__DIRECTIONS FOR THIS TASK__:
Return each line in the Stored records below that contains the word "appear".

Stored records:
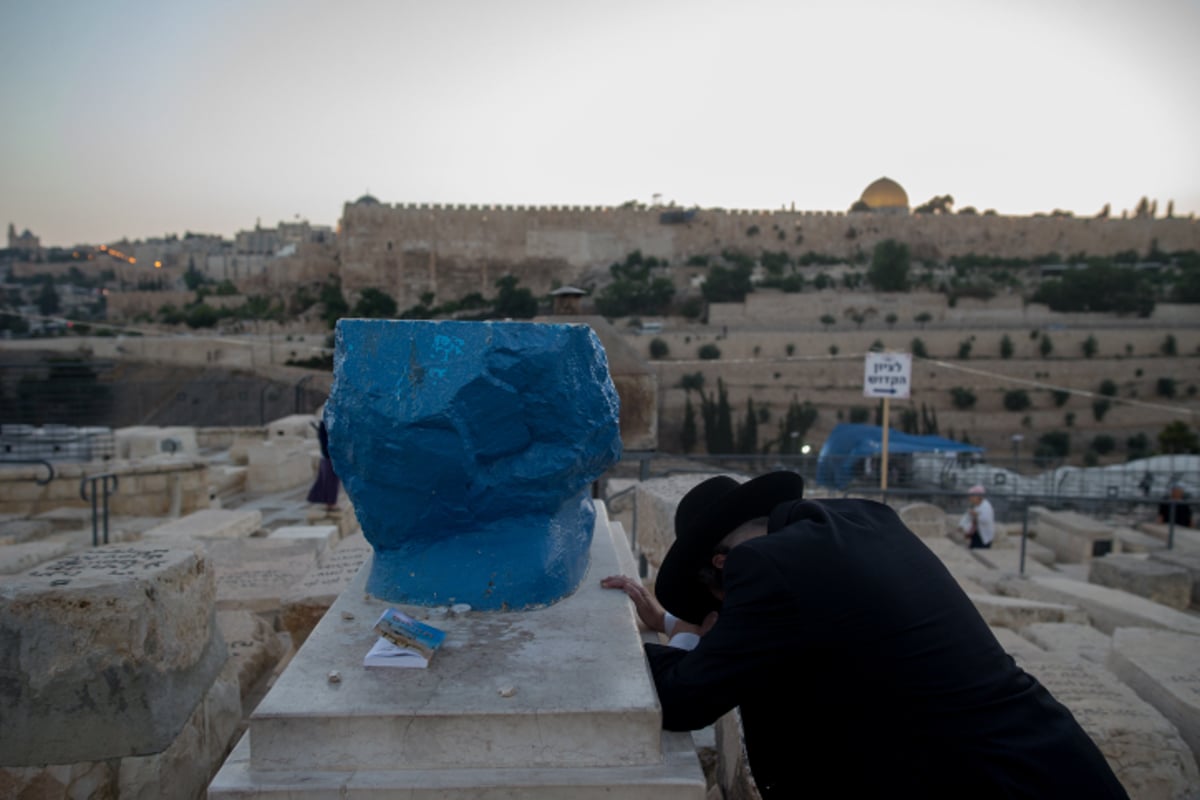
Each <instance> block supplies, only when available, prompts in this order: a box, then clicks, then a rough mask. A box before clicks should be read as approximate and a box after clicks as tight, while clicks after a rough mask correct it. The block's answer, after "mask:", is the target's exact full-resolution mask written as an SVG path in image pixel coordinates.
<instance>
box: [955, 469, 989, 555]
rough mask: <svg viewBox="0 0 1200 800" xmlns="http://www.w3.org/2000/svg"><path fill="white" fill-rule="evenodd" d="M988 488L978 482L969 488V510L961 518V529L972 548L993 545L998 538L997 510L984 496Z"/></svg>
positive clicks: (985, 547)
mask: <svg viewBox="0 0 1200 800" xmlns="http://www.w3.org/2000/svg"><path fill="white" fill-rule="evenodd" d="M985 493H986V489H984V488H983V486H982V485H979V483H976V485H974V486H972V487H971V488H970V489H967V504H968V506H967V510H966V512H965V513H964V515H962V518H961V519H959V530H960V531H962V535H964V536H966V540H967V547H970V548H972V549H977V548H988V547H991V541H992V540H994V539H996V511H995V510H994V509H992V507H991V503H989V501H988V498H985V497H984V494H985Z"/></svg>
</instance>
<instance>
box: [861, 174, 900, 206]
mask: <svg viewBox="0 0 1200 800" xmlns="http://www.w3.org/2000/svg"><path fill="white" fill-rule="evenodd" d="M854 209H856V210H860V211H882V212H884V213H908V193H907V192H905V191H904V187H902V186H900V185H899V184H896V182H895V181H894V180H892V179H890V178H881V179H878V180H877V181H875V182H872V184H871V185H870V186H868V187H866V188H864V190H863V196H862V197H860V198H858V203H856V204H854Z"/></svg>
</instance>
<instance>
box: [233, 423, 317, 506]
mask: <svg viewBox="0 0 1200 800" xmlns="http://www.w3.org/2000/svg"><path fill="white" fill-rule="evenodd" d="M313 458H314V456H313V450H312V447H311V446H310V444H308V443H306V441H305V440H304V439H296V438H295V437H283V438H280V439H268V440H266V441H263V443H259V444H256V445H251V446H250V447H247V449H246V459H247V467H246V491H247V492H253V493H254V494H270V493H272V492H283V491H286V489H293V488H298V487H301V486H305V485H306V483H311V482H312V480H313V477H316V469H314V467H313Z"/></svg>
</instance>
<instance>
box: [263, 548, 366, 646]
mask: <svg viewBox="0 0 1200 800" xmlns="http://www.w3.org/2000/svg"><path fill="white" fill-rule="evenodd" d="M370 558H371V545H370V543H368V542H367V540H366V537H365V536H364V535H362V534H355V535H353V536H348V537H347V539H343V540H342V541H341V542H340V543H338V545H337V547H336V548H334V551H332V552H331V553H328V554H326V555H325V558H324V560H323V563H322V565H320V566H318V567H316V569H313V570H311V571H310V572H308V575H306V576H304V578H301V579H300V581H299V582H298V583H295V584H294V585H293V587H292V588H290V589H289V590H288V593H287V594H286V595H283V597H282V608H281V613H280V622H281V624H282V625H283V628H284V630H286V631H287V632H288V633H290V634H292V642H293V644H294V645H295V646H296V648H299V646H300V645H301V644H304V642H305V639H307V638H308V634H310V633H311V632H312V630H313V628H314V627H316V626H317V622H319V621H320V618H322V616H324V615H325V612H326V610H329V607H330V606H332V604H334V601H336V600H337V596H338V595H340V594H342V591H343V590H344V589H346V587H347V584H349V582H350V579H352V578H354V576H355V575H356V573H358V571H359V570H360V569H361V567H362V565H364V564H366V561H367V559H370Z"/></svg>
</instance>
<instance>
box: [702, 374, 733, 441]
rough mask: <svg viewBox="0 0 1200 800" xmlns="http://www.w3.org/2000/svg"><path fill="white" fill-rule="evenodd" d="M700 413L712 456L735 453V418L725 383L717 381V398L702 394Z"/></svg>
mask: <svg viewBox="0 0 1200 800" xmlns="http://www.w3.org/2000/svg"><path fill="white" fill-rule="evenodd" d="M700 407H701V408H700V413H701V417H703V420H704V441H706V444H707V446H708V452H709V453H710V455H726V453H732V452H733V417H732V413H731V411H730V398H728V393H727V392H726V390H725V381H722V380H721V379H720V378H718V379H716V397H715V398H714V397H713V396H710V395H706V393H703V392H701V395H700Z"/></svg>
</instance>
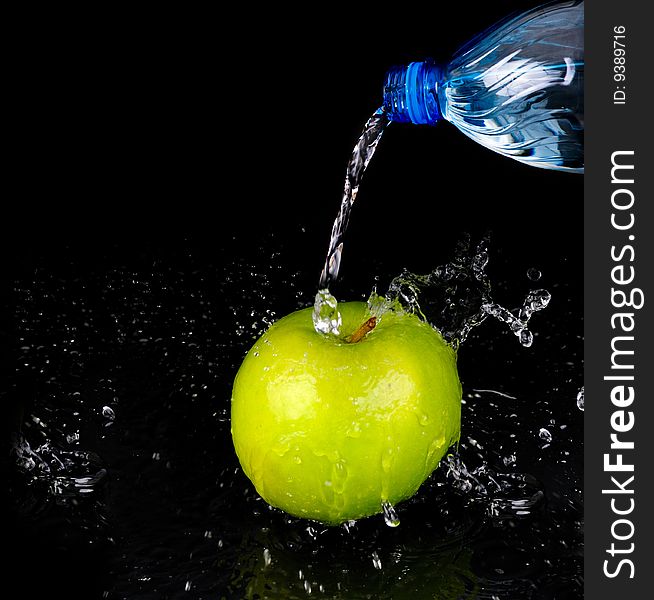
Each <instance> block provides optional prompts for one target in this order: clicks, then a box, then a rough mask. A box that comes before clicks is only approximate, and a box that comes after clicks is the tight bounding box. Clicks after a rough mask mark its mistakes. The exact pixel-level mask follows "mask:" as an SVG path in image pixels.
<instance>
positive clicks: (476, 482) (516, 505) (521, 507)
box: [441, 454, 545, 521]
mask: <svg viewBox="0 0 654 600" xmlns="http://www.w3.org/2000/svg"><path fill="white" fill-rule="evenodd" d="M441 467H443V468H445V469H446V478H447V479H449V480H450V481H451V484H452V488H453V489H455V490H457V491H458V492H459V493H460V494H461V495H463V496H464V497H465V498H466V500H467V502H468V503H469V504H474V505H477V506H480V507H482V508H483V510H484V511H485V513H486V515H487V516H488V517H490V518H492V519H494V520H498V521H502V520H505V519H521V518H522V519H524V518H527V517H529V516H531V515H532V514H533V513H534V512H535V511H537V510H538V509H539V508H540V506H541V505H542V504H543V501H544V500H545V492H544V491H543V488H542V486H541V484H540V483H539V482H538V480H537V479H536V478H535V477H533V476H532V475H529V474H526V473H499V472H497V471H495V470H494V469H492V468H490V467H489V466H488V464H486V463H485V462H484V463H482V464H481V465H480V466H479V467H476V468H474V469H472V470H468V468H467V467H466V465H465V463H464V462H463V460H461V457H460V456H459V455H458V454H448V455H447V456H446V457H445V458H443V459H442V460H441Z"/></svg>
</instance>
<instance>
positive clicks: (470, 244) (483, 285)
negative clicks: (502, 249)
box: [386, 236, 551, 347]
mask: <svg viewBox="0 0 654 600" xmlns="http://www.w3.org/2000/svg"><path fill="white" fill-rule="evenodd" d="M488 244H489V239H488V237H484V238H482V240H481V241H480V242H479V243H477V244H476V245H474V246H473V245H472V244H471V240H470V236H465V237H464V238H463V239H462V240H461V241H460V242H459V243H458V244H457V247H456V249H455V255H454V258H453V259H452V260H451V261H450V262H448V263H446V264H444V265H441V266H438V267H436V268H435V269H434V270H433V271H432V272H431V273H428V274H426V275H416V274H414V273H410V272H409V271H407V270H404V271H403V272H402V273H401V274H400V275H398V276H397V277H395V279H393V280H392V281H391V283H390V286H389V288H388V293H387V294H386V298H387V299H388V300H389V301H393V300H397V301H399V303H400V304H401V305H402V306H403V307H404V308H405V309H406V310H407V311H409V312H412V313H414V314H417V315H418V316H420V317H421V318H422V319H424V320H425V321H427V322H429V323H431V324H432V325H433V326H434V327H436V328H437V329H438V330H439V331H440V332H441V334H442V335H443V337H444V338H445V339H446V340H448V341H449V342H450V343H451V344H452V345H454V346H458V345H459V344H461V343H462V342H464V341H465V340H466V338H467V337H468V335H469V334H470V332H471V331H472V330H473V329H474V328H475V327H477V326H479V325H481V323H483V322H484V321H485V320H486V319H487V318H488V317H489V316H490V317H493V318H495V319H497V320H498V321H500V322H501V323H505V324H506V325H508V328H509V330H510V331H511V332H512V333H513V334H514V335H516V337H518V339H519V341H520V343H521V344H522V345H523V346H525V347H529V346H531V344H532V343H533V338H534V336H533V333H532V332H531V331H530V330H529V329H528V324H529V320H530V319H531V317H532V316H533V315H534V313H536V312H538V311H540V310H543V309H544V308H545V307H547V305H548V304H549V302H550V299H551V295H550V293H549V292H548V291H547V290H543V289H537V290H530V291H529V292H528V293H527V295H526V297H525V299H524V300H523V302H522V305H521V306H520V307H519V308H516V309H513V310H509V309H507V308H505V307H504V306H502V305H501V304H499V303H498V302H495V301H494V299H493V297H492V291H491V283H490V279H489V278H488V274H487V273H486V267H487V266H488V261H489V251H488Z"/></svg>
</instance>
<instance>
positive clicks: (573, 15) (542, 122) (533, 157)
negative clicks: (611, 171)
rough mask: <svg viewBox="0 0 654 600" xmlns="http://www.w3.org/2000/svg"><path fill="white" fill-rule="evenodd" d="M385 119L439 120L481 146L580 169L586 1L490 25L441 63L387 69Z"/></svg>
mask: <svg viewBox="0 0 654 600" xmlns="http://www.w3.org/2000/svg"><path fill="white" fill-rule="evenodd" d="M384 111H385V112H386V114H387V115H388V118H389V119H390V120H391V121H397V122H403V123H415V124H428V125H434V124H436V123H437V122H438V121H440V120H441V119H445V120H447V121H449V122H450V123H453V124H454V125H456V127H457V128H458V129H460V130H461V131H462V132H463V133H465V134H466V135H467V136H468V137H471V138H472V139H473V140H475V141H477V142H479V143H480V144H482V145H483V146H486V147H487V148H490V149H491V150H494V151H495V152H499V153H500V154H503V155H504V156H508V157H510V158H514V159H516V160H519V161H521V162H524V163H526V164H529V165H533V166H536V167H541V168H544V169H556V170H559V171H571V172H575V173H583V170H584V3H583V1H572V2H553V3H549V4H546V5H544V6H541V7H539V8H535V9H532V10H529V11H527V12H524V13H522V14H520V15H518V16H512V17H509V18H508V19H506V20H504V21H502V22H500V23H498V24H496V25H494V26H493V27H491V28H489V29H488V30H487V31H485V32H484V33H482V34H480V35H478V36H477V37H476V38H474V39H473V40H472V41H470V42H469V43H468V44H467V45H466V46H464V47H463V48H462V49H460V50H459V51H458V52H457V53H456V54H455V55H454V57H453V58H452V60H451V61H450V63H449V64H448V65H447V66H439V65H437V64H436V63H434V62H433V61H431V60H426V61H423V62H413V63H411V64H409V65H408V66H402V67H394V68H392V69H391V70H390V71H389V72H388V73H387V74H386V80H385V83H384Z"/></svg>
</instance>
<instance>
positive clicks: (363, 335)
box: [345, 317, 377, 344]
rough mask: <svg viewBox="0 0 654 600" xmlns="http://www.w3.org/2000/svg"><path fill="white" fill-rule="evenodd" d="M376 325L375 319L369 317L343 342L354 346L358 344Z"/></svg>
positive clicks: (375, 320) (346, 337)
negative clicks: (363, 322) (357, 328)
mask: <svg viewBox="0 0 654 600" xmlns="http://www.w3.org/2000/svg"><path fill="white" fill-rule="evenodd" d="M375 325H377V317H370V318H369V319H368V320H367V321H366V322H365V323H364V324H363V325H361V327H359V329H357V330H356V331H355V332H354V333H353V334H352V335H348V336H347V337H346V338H345V341H346V342H347V343H348V344H356V343H357V342H360V341H361V340H362V339H363V338H364V337H365V336H366V335H367V334H368V333H370V332H371V331H372V330H373V329H374V328H375Z"/></svg>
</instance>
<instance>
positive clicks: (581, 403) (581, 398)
mask: <svg viewBox="0 0 654 600" xmlns="http://www.w3.org/2000/svg"><path fill="white" fill-rule="evenodd" d="M577 408H578V409H579V410H584V386H583V385H582V386H581V389H580V390H579V393H578V394H577Z"/></svg>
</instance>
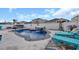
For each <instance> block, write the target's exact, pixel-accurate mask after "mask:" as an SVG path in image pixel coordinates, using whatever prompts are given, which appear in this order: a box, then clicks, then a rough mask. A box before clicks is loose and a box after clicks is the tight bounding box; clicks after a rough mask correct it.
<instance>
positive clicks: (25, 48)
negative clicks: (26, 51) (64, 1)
mask: <svg viewBox="0 0 79 59" xmlns="http://www.w3.org/2000/svg"><path fill="white" fill-rule="evenodd" d="M55 32H56V31H52V32H51V33H52V36H53V35H54V33H55ZM0 35H2V40H1V41H0V50H44V49H45V47H46V46H47V44H48V43H49V41H50V40H51V37H50V38H48V39H45V40H39V41H26V40H25V39H24V38H22V37H20V36H18V35H15V33H14V32H11V31H10V30H1V31H0Z"/></svg>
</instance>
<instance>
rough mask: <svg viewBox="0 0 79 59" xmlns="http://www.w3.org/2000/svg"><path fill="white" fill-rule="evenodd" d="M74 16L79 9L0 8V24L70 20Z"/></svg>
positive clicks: (55, 8)
mask: <svg viewBox="0 0 79 59" xmlns="http://www.w3.org/2000/svg"><path fill="white" fill-rule="evenodd" d="M76 15H79V8H0V22H4V21H7V22H11V21H12V19H16V20H17V21H28V22H29V21H32V20H33V19H35V18H43V19H47V20H51V19H54V18H65V19H69V20H71V18H73V17H74V16H76Z"/></svg>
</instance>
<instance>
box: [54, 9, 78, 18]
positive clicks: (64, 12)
mask: <svg viewBox="0 0 79 59" xmlns="http://www.w3.org/2000/svg"><path fill="white" fill-rule="evenodd" d="M75 15H79V8H61V9H59V10H58V11H56V12H55V13H54V14H53V16H54V17H59V18H62V17H63V18H72V17H73V16H75Z"/></svg>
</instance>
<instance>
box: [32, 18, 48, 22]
mask: <svg viewBox="0 0 79 59" xmlns="http://www.w3.org/2000/svg"><path fill="white" fill-rule="evenodd" d="M45 22H47V20H46V19H42V18H36V19H33V20H32V23H45Z"/></svg>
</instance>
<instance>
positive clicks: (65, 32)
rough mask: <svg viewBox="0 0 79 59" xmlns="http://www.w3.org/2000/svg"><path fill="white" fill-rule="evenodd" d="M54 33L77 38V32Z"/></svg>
mask: <svg viewBox="0 0 79 59" xmlns="http://www.w3.org/2000/svg"><path fill="white" fill-rule="evenodd" d="M55 35H59V36H64V37H70V38H76V39H79V33H78V32H57V33H55Z"/></svg>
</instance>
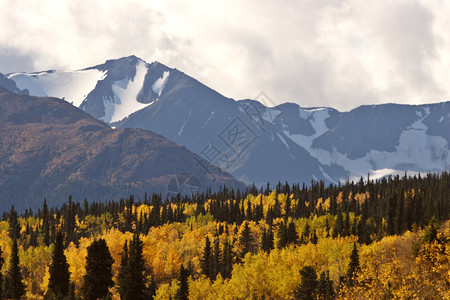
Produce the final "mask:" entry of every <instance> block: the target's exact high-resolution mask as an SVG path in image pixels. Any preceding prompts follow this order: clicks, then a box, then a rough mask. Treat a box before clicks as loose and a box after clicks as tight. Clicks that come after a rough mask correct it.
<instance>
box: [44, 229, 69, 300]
mask: <svg viewBox="0 0 450 300" xmlns="http://www.w3.org/2000/svg"><path fill="white" fill-rule="evenodd" d="M49 273H50V279H49V282H48V288H49V289H50V290H51V291H52V292H53V293H54V294H55V296H57V297H61V296H62V297H65V296H67V295H68V293H69V286H70V272H69V264H68V263H67V259H66V256H65V255H64V235H63V233H62V232H58V233H57V234H56V240H55V248H54V249H53V255H52V263H51V265H50V269H49Z"/></svg>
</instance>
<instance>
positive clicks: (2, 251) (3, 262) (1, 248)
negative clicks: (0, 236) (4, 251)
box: [0, 247, 5, 299]
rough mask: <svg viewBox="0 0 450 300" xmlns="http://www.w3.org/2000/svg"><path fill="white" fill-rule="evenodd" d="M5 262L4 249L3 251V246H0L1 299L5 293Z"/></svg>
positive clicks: (0, 295) (0, 289) (0, 274)
mask: <svg viewBox="0 0 450 300" xmlns="http://www.w3.org/2000/svg"><path fill="white" fill-rule="evenodd" d="M4 262H5V260H4V259H3V251H2V247H0V299H1V298H2V295H3V290H2V288H3V273H2V268H3V263H4Z"/></svg>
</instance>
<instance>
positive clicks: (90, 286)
mask: <svg viewBox="0 0 450 300" xmlns="http://www.w3.org/2000/svg"><path fill="white" fill-rule="evenodd" d="M87 251H88V253H87V256H86V275H84V286H83V294H84V298H85V299H88V300H91V299H92V300H95V299H97V298H102V297H105V296H106V295H107V294H108V289H109V288H110V287H112V286H114V281H113V280H112V265H113V262H114V260H113V258H112V257H111V253H110V252H109V249H108V246H107V245H106V241H105V240H104V239H99V240H98V241H94V242H92V244H91V245H90V246H89V247H88V248H87Z"/></svg>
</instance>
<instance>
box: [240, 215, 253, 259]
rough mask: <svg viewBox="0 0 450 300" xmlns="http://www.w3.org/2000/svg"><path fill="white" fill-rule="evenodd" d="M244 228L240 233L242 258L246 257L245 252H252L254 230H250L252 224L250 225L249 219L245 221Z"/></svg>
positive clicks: (245, 253)
mask: <svg viewBox="0 0 450 300" xmlns="http://www.w3.org/2000/svg"><path fill="white" fill-rule="evenodd" d="M243 227H244V228H243V229H242V231H241V234H240V235H239V244H241V246H242V250H241V253H240V254H241V258H244V256H245V254H247V253H248V252H251V250H252V241H253V237H252V232H251V230H250V226H249V225H248V221H245V222H244V224H243Z"/></svg>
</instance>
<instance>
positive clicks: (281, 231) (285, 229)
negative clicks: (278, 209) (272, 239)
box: [277, 222, 288, 249]
mask: <svg viewBox="0 0 450 300" xmlns="http://www.w3.org/2000/svg"><path fill="white" fill-rule="evenodd" d="M286 231H287V229H286V226H285V225H284V223H283V222H281V224H280V227H278V232H277V236H278V244H277V247H278V248H280V249H281V248H284V247H286V245H287V244H288V240H287V232H286Z"/></svg>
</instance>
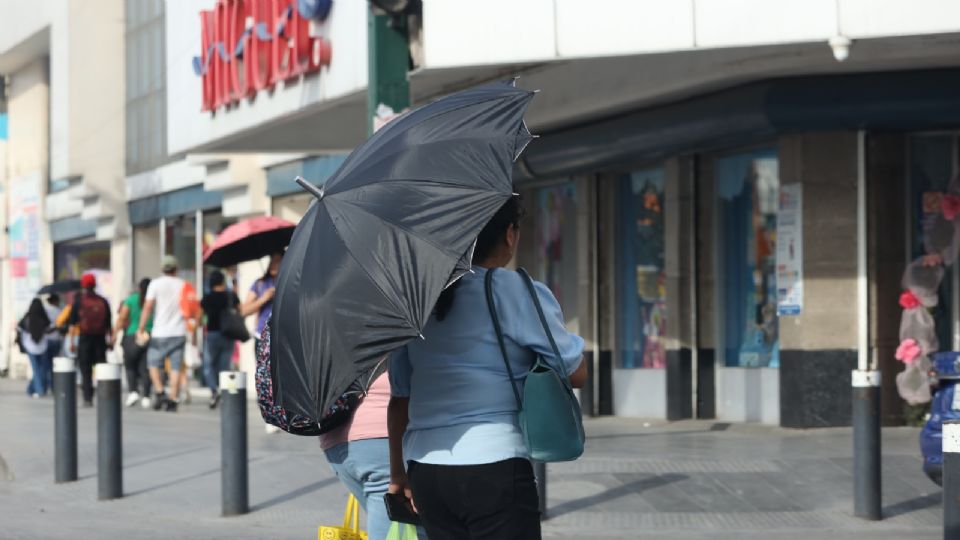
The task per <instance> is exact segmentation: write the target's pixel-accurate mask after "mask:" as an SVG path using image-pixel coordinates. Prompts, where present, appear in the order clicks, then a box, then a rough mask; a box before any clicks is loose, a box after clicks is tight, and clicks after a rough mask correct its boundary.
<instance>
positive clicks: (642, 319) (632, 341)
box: [616, 168, 667, 368]
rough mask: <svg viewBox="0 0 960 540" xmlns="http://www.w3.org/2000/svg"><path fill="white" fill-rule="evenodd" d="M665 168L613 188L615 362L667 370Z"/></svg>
mask: <svg viewBox="0 0 960 540" xmlns="http://www.w3.org/2000/svg"><path fill="white" fill-rule="evenodd" d="M663 190H664V172H663V169H659V168H658V169H650V170H645V171H638V172H635V173H632V174H629V175H627V176H625V177H624V178H622V179H621V180H620V181H619V185H618V187H617V206H618V209H617V210H618V216H617V249H616V261H617V295H616V296H617V343H618V355H617V356H618V358H617V363H618V365H619V367H621V368H663V367H666V350H665V343H664V335H665V334H666V318H667V302H666V301H667V298H666V297H667V293H666V273H665V271H664V270H665V268H664V221H663V218H664V216H663V210H664V200H663Z"/></svg>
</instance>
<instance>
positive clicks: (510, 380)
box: [483, 268, 523, 409]
mask: <svg viewBox="0 0 960 540" xmlns="http://www.w3.org/2000/svg"><path fill="white" fill-rule="evenodd" d="M494 271H496V268H491V269H489V270H487V275H486V277H484V279H483V288H484V289H485V291H486V293H487V310H488V311H490V319H491V320H492V321H493V330H494V332H496V333H497V343H499V344H500V354H501V355H502V356H503V363H504V365H506V366H507V375H509V376H510V388H512V389H513V395H514V397H516V398H517V408H518V409H523V401H522V400H521V399H520V392H519V391H518V390H517V380H516V379H515V378H514V377H513V368H511V367H510V359H509V358H508V357H507V345H506V344H505V343H504V341H503V330H502V329H501V328H500V318H499V317H498V316H497V306H496V304H494V303H493V273H494Z"/></svg>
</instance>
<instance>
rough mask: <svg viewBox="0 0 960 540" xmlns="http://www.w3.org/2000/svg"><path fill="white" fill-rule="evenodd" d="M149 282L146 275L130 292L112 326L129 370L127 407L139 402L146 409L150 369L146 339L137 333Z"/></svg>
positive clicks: (149, 382) (124, 363) (113, 333)
mask: <svg viewBox="0 0 960 540" xmlns="http://www.w3.org/2000/svg"><path fill="white" fill-rule="evenodd" d="M149 285H150V279H149V278H143V279H141V280H140V283H139V285H138V287H137V290H136V291H135V292H133V293H131V294H130V296H127V298H126V299H125V300H124V301H123V303H122V304H120V312H119V313H118V314H117V324H116V326H114V328H113V334H114V335H117V334H120V335H121V336H122V337H121V341H120V347H121V348H122V350H123V367H124V370H125V371H126V373H127V392H128V394H127V400H126V401H125V402H124V403H125V405H126V406H127V407H133V406H134V405H136V404H137V403H140V406H141V407H143V408H144V409H146V408H149V407H150V376H149V374H148V373H147V343H148V342H147V341H144V340H142V339H140V338H138V337H137V328H139V326H140V315H141V314H142V312H143V306H144V304H145V303H146V301H147V287H148V286H149ZM151 323H152V321H147V324H146V325H145V326H144V330H145V333H146V334H147V335H149V333H150V331H151V330H152V329H153V325H152V324H151Z"/></svg>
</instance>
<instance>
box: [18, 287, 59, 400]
mask: <svg viewBox="0 0 960 540" xmlns="http://www.w3.org/2000/svg"><path fill="white" fill-rule="evenodd" d="M17 330H18V332H19V334H20V335H19V336H18V338H19V339H20V343H21V346H22V347H23V350H24V352H26V353H27V357H28V358H30V369H31V371H33V376H32V377H31V379H30V382H29V383H28V384H27V395H29V396H30V397H32V398H34V399H37V398H39V397H40V396H45V395H46V394H47V391H48V390H49V389H50V383H51V380H52V379H51V377H49V376H48V375H47V374H48V372H50V370H48V369H47V368H46V362H47V359H48V358H47V348H48V347H49V345H50V332H51V330H52V326H51V323H50V317H49V316H48V315H47V311H46V310H45V309H44V307H43V303H42V302H41V301H40V299H39V298H34V299H33V300H32V301H31V302H30V307H29V308H28V309H27V313H26V314H25V315H24V316H23V318H22V319H20V322H19V324H17Z"/></svg>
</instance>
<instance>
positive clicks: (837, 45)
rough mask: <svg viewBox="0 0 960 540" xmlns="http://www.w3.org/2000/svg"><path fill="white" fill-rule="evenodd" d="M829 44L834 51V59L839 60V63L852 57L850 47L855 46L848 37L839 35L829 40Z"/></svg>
mask: <svg viewBox="0 0 960 540" xmlns="http://www.w3.org/2000/svg"><path fill="white" fill-rule="evenodd" d="M827 43H828V44H829V45H830V48H831V49H833V57H834V58H836V59H837V62H843V61H844V60H846V59H847V57H848V56H850V46H851V45H853V42H852V41H850V38H848V37H847V36H844V35H840V34H837V35H835V36H833V37H832V38H830V39H829V40H827Z"/></svg>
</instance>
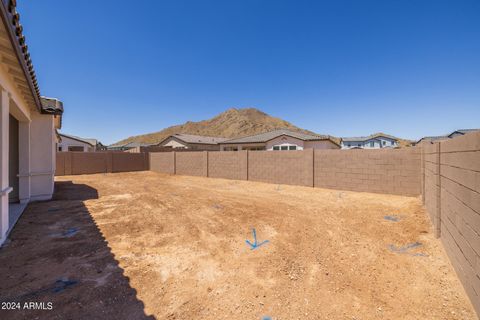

__EXERCISE OUTPUT__:
For each <instance> block, write the target's exact, pixel-accurate mask after "mask:" as an SVG path in image pixel coordinates, using whatever prompts are given, which appear in this order: a box, then clicks, then a rough mask. A box before clicks is loose and a box after clicks is the tight bounding box; clicks after a rough mask correct it.
The task per <instance> is exact segmentation: write the target's pixel-accurate mask after "mask:" as an SVG path using image-pixel coordinates. Prompts, where present, appear in the order clicks, then a box, then a rough mask; a box before any clicks is loose, a box after clicks is tight, and clicks after a rough mask correct its boundary.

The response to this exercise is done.